-- Start of Records shown --
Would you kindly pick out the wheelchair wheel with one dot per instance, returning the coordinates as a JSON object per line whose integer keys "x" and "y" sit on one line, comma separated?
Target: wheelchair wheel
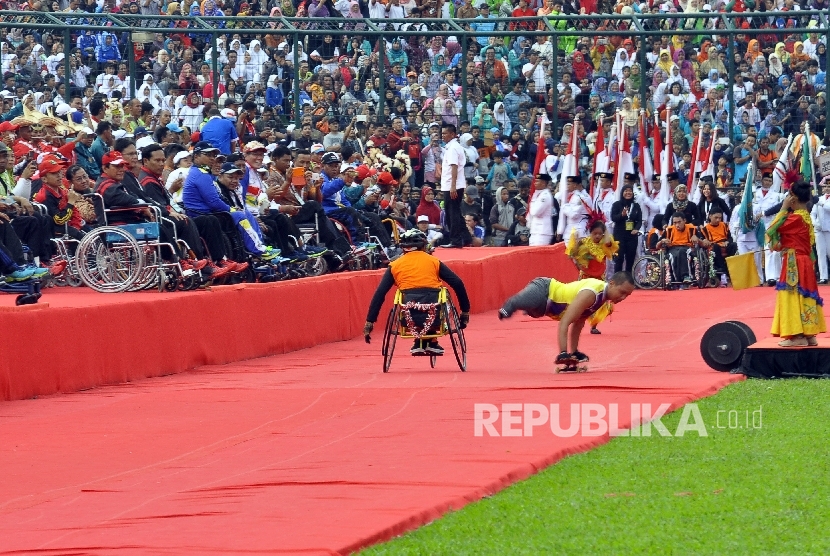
{"x": 109, "y": 260}
{"x": 316, "y": 266}
{"x": 390, "y": 337}
{"x": 647, "y": 272}
{"x": 459, "y": 343}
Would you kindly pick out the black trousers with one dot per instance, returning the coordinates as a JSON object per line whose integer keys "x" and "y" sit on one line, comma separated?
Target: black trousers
{"x": 459, "y": 235}
{"x": 280, "y": 227}
{"x": 11, "y": 242}
{"x": 329, "y": 235}
{"x": 627, "y": 253}
{"x": 210, "y": 230}
{"x": 33, "y": 232}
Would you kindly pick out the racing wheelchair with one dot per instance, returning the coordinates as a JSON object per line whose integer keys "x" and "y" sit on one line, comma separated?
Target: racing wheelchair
{"x": 653, "y": 270}
{"x": 441, "y": 319}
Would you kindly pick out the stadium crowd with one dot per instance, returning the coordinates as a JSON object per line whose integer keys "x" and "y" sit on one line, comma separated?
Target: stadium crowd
{"x": 457, "y": 162}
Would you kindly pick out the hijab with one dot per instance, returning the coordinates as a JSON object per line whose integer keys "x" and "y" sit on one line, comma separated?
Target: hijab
{"x": 429, "y": 208}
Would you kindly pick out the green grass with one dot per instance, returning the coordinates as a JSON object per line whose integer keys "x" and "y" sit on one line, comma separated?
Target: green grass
{"x": 737, "y": 491}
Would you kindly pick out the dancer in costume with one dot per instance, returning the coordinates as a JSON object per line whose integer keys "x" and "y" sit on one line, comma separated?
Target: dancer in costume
{"x": 590, "y": 254}
{"x": 798, "y": 307}
{"x": 572, "y": 304}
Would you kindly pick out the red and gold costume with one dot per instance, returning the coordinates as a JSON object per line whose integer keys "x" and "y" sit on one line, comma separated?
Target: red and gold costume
{"x": 798, "y": 305}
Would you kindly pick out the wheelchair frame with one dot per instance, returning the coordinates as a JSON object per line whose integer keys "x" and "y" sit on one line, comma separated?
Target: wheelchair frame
{"x": 449, "y": 325}
{"x": 110, "y": 259}
{"x": 652, "y": 270}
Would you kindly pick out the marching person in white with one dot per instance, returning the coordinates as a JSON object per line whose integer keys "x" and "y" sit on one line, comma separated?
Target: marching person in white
{"x": 575, "y": 207}
{"x": 821, "y": 225}
{"x": 541, "y": 209}
{"x": 768, "y": 201}
{"x": 748, "y": 242}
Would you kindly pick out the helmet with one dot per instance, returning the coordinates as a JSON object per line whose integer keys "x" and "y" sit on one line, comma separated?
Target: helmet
{"x": 413, "y": 238}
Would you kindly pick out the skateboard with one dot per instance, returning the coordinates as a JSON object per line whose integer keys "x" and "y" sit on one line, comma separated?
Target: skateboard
{"x": 571, "y": 366}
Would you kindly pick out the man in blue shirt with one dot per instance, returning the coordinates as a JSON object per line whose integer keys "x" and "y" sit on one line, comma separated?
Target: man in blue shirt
{"x": 220, "y": 133}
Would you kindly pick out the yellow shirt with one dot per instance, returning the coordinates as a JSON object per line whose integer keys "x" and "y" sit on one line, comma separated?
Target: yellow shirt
{"x": 560, "y": 295}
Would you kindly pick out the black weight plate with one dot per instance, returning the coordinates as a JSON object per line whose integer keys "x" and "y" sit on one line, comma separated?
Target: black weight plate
{"x": 750, "y": 335}
{"x": 723, "y": 345}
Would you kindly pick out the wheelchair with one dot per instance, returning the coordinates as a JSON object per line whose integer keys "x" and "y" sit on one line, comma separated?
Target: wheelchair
{"x": 446, "y": 323}
{"x": 653, "y": 270}
{"x": 126, "y": 257}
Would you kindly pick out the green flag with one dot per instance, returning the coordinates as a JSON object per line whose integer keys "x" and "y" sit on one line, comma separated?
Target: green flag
{"x": 806, "y": 166}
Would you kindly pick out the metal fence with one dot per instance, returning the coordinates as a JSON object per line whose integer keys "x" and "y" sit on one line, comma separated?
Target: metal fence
{"x": 643, "y": 29}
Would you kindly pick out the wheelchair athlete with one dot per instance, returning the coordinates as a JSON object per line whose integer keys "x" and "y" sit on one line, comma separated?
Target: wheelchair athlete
{"x": 680, "y": 240}
{"x": 418, "y": 275}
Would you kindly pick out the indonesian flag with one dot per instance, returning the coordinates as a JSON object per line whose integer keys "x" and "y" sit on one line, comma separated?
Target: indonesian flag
{"x": 667, "y": 164}
{"x": 782, "y": 167}
{"x": 625, "y": 164}
{"x": 570, "y": 166}
{"x": 646, "y": 165}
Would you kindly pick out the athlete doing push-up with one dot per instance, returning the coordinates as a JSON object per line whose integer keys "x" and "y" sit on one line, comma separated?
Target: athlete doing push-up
{"x": 572, "y": 304}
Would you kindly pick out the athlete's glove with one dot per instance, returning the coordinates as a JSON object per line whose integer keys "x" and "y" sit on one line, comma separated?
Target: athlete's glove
{"x": 564, "y": 357}
{"x": 463, "y": 320}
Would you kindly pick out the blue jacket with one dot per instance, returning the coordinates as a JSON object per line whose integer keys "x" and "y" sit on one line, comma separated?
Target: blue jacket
{"x": 86, "y": 160}
{"x": 274, "y": 97}
{"x": 199, "y": 193}
{"x": 333, "y": 197}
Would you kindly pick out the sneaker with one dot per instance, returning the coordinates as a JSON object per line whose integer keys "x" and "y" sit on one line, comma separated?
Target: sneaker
{"x": 434, "y": 348}
{"x": 269, "y": 254}
{"x": 580, "y": 357}
{"x": 20, "y": 274}
{"x": 417, "y": 348}
{"x": 58, "y": 267}
{"x": 38, "y": 272}
{"x": 193, "y": 264}
{"x": 217, "y": 271}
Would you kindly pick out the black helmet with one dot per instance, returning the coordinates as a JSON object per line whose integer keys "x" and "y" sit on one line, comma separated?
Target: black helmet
{"x": 413, "y": 238}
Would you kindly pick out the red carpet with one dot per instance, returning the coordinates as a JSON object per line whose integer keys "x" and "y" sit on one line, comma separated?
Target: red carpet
{"x": 317, "y": 451}
{"x": 76, "y": 338}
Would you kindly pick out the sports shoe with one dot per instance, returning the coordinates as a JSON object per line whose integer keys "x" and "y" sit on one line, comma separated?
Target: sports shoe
{"x": 193, "y": 264}
{"x": 434, "y": 348}
{"x": 38, "y": 271}
{"x": 580, "y": 357}
{"x": 269, "y": 254}
{"x": 20, "y": 274}
{"x": 417, "y": 348}
{"x": 217, "y": 271}
{"x": 58, "y": 267}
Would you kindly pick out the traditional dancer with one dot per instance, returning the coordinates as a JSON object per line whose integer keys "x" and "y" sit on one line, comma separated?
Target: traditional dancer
{"x": 798, "y": 307}
{"x": 572, "y": 304}
{"x": 590, "y": 254}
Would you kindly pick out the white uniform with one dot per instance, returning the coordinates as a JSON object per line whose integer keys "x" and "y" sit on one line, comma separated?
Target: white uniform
{"x": 747, "y": 242}
{"x": 573, "y": 214}
{"x": 821, "y": 224}
{"x": 539, "y": 217}
{"x": 767, "y": 199}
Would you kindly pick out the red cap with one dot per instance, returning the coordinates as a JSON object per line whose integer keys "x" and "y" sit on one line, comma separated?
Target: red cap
{"x": 385, "y": 178}
{"x": 49, "y": 166}
{"x": 113, "y": 158}
{"x": 364, "y": 172}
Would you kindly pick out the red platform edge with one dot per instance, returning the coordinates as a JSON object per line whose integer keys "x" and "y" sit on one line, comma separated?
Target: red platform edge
{"x": 59, "y": 349}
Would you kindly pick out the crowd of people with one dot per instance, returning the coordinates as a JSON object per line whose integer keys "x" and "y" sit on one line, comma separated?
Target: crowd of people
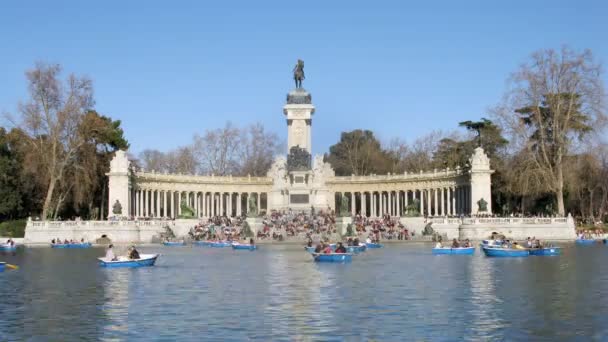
-- End of Records shown --
(The problem)
Gather every line from the rows above that contains the string "frame", and copy each line whole. Case counts.

(Solution)
Would you kindly pick out the wheelchair frame with one dot per instance, returning the coordinates as a JSON object per line whose integer keys "x" and "y" sit on one line, comma separated?
Target: wheelchair frame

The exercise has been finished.